====== GIVEN INFORMATION ======
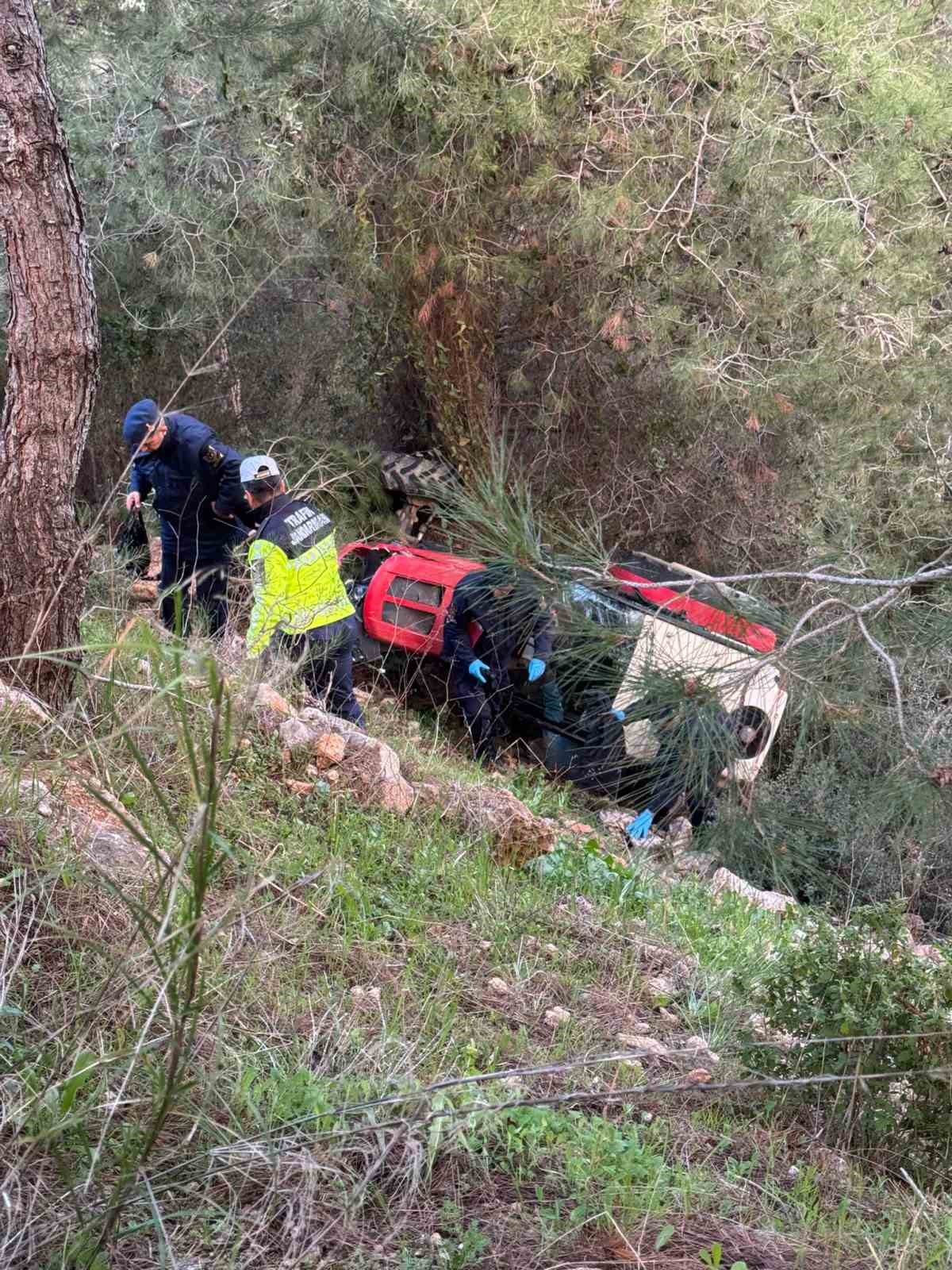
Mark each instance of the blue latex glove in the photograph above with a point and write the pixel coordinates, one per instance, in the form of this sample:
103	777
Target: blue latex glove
639	829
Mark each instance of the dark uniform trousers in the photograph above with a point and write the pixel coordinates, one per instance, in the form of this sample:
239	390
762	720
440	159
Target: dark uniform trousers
327	658
484	705
211	575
======
## [OBJECTIVE]
Render the listing above as a Markdown table with the columns Row and Line, numbering each nonblank line in order, and leave the pictures out.

## [RESULT]
| Row | Line |
|---|---|
| 1 | Mark each instance of the blue latex glove in the photograph above with a point and write the pixel coordinates, one per instance, in the form of this sample: |
| 2 | 103	777 |
| 3 | Target: blue latex glove |
| 4 | 639	829 |
| 5 | Mark each instance of the dark uniform trousers in the photograph above with a point and write the pixel coordinates, one per instance, in the form of this sample: |
| 6 | 239	390 |
| 7 | 762	720 |
| 8 | 440	159 |
| 9 | Target: dark uniform trousers |
| 10 | 327	658 |
| 11 | 484	705 |
| 12 | 211	575 |